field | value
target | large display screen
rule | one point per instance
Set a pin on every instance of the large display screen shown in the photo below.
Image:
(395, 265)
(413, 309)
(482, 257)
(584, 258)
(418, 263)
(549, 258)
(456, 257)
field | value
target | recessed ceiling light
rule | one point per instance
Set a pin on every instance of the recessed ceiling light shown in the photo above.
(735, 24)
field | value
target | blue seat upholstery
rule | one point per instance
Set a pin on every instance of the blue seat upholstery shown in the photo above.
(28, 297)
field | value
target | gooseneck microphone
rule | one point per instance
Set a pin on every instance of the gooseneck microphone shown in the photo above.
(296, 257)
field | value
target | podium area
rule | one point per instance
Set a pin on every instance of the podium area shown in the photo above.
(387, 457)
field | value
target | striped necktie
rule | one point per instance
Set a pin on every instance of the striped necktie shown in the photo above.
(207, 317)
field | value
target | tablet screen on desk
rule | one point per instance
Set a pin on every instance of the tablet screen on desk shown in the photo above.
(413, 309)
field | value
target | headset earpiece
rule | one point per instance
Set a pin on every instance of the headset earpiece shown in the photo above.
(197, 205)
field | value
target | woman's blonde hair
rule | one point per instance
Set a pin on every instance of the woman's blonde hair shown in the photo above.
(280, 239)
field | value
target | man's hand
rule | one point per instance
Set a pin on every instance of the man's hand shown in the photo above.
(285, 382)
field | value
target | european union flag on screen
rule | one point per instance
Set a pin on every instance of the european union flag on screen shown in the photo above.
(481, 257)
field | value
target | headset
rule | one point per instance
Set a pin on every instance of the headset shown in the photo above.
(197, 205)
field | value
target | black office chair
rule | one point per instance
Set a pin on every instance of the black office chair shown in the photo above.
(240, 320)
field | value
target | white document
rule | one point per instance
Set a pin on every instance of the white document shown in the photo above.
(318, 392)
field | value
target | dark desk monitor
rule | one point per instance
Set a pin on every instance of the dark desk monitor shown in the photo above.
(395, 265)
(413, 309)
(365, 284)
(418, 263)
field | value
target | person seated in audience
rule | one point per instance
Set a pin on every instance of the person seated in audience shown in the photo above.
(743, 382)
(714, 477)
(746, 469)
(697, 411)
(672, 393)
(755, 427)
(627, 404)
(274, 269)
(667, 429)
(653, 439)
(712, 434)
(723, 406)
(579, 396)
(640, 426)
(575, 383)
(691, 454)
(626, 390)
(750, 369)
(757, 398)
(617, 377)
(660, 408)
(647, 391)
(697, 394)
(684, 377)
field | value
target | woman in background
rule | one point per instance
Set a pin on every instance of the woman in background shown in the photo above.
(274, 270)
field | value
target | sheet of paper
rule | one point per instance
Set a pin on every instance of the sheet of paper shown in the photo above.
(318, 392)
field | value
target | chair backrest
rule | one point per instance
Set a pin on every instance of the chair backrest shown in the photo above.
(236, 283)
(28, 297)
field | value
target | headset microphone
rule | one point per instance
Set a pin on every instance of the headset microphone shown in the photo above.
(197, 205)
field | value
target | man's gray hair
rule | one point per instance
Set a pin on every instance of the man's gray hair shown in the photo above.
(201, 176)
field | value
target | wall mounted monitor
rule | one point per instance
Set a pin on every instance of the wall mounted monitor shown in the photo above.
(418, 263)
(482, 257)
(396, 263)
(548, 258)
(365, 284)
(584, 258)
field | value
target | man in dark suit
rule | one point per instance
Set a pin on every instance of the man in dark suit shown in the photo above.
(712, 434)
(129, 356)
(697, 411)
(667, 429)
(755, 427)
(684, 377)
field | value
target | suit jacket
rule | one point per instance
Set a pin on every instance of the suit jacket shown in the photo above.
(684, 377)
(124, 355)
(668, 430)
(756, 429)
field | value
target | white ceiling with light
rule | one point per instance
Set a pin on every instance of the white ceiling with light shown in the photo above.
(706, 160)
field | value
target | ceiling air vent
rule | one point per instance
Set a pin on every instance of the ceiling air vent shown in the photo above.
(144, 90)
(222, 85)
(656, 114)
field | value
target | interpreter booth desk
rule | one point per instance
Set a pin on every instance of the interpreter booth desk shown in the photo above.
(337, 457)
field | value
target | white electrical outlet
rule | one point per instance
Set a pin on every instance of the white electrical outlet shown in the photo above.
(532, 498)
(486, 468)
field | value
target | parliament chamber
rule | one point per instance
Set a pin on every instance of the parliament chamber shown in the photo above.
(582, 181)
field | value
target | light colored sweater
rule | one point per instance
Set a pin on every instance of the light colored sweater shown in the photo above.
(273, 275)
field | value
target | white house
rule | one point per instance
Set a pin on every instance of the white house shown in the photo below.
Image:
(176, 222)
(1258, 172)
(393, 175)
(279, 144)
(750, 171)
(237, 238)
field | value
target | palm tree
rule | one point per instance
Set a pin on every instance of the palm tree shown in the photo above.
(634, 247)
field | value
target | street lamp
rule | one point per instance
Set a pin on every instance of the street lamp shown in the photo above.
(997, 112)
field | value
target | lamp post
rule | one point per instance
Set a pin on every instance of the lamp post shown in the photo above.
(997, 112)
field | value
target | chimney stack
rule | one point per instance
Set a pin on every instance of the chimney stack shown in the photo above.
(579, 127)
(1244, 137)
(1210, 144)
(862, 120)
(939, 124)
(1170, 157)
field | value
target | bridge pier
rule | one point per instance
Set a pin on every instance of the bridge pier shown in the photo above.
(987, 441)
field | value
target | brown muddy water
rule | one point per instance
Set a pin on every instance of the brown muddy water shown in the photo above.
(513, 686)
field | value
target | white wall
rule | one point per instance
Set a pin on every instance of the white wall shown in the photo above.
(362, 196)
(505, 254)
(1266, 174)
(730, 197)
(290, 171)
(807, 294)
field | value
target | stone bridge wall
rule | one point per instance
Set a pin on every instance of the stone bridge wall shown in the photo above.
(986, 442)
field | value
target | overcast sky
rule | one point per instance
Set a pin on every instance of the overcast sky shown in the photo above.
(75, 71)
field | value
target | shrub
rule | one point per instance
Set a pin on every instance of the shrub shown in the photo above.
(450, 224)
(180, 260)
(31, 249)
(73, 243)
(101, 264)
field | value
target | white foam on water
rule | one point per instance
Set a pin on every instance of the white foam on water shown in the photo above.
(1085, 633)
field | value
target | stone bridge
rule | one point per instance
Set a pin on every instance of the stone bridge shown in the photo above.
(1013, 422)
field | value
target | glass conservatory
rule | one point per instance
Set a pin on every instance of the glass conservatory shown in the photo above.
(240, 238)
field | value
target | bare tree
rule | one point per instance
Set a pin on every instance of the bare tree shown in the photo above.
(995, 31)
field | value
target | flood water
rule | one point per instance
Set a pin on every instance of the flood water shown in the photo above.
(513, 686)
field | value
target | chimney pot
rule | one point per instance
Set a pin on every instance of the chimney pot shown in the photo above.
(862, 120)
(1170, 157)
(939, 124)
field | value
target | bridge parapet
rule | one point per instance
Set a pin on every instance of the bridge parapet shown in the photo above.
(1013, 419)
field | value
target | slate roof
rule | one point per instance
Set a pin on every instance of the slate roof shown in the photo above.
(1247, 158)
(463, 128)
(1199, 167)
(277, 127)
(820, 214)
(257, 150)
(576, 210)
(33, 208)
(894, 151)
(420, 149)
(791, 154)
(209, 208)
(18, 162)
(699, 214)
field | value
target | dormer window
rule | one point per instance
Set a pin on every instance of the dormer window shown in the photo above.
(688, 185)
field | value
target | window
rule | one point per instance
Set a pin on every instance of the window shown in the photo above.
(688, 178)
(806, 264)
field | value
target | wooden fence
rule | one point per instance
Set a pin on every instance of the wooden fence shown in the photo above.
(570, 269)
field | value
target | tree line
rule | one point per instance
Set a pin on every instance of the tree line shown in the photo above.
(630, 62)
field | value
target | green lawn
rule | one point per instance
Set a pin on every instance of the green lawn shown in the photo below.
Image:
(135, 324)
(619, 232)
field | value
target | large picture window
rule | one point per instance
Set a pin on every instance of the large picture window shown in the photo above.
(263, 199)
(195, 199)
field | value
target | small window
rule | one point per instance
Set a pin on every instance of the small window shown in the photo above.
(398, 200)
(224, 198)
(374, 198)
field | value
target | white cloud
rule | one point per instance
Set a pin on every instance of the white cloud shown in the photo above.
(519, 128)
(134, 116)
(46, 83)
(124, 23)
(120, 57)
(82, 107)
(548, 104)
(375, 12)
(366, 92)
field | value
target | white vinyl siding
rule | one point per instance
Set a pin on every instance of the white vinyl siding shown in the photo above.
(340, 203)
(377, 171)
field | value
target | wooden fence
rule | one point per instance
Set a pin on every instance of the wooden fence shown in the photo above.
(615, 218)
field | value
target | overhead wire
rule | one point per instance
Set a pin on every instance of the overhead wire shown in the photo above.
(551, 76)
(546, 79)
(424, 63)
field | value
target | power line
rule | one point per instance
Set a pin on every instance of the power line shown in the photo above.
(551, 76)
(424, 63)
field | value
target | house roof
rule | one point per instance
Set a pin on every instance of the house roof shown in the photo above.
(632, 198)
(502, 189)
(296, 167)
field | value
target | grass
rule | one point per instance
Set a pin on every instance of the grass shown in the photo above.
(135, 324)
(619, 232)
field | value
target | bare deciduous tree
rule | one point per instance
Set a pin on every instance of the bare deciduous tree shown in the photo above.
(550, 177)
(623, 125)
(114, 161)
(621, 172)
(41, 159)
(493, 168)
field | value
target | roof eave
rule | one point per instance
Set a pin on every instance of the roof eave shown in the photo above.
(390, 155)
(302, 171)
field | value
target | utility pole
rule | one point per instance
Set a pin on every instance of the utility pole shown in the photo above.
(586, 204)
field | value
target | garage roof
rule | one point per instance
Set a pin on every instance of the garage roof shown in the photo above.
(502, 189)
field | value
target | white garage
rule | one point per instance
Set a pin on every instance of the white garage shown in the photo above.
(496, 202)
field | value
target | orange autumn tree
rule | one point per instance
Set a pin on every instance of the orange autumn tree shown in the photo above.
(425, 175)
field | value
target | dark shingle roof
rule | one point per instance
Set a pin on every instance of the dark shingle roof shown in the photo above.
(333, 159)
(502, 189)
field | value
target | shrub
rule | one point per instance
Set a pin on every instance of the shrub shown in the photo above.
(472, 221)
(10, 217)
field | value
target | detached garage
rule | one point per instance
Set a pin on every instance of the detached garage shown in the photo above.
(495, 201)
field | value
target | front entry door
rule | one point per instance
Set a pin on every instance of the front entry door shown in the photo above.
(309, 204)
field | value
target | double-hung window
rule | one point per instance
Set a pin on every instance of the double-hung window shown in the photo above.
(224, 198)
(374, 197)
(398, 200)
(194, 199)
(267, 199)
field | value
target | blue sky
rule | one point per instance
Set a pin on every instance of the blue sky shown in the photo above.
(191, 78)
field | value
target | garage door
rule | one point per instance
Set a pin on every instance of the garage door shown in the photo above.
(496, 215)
□ □ □ □ □
▶ **GIVEN TASK**: List every line in the material above that contains the string "outlet", matching its case exactly.

▶ **ANSWER IN FULL**:
target | white electrical outlet
Set a pin on every instance of the white electrical outlet shown in the photo above.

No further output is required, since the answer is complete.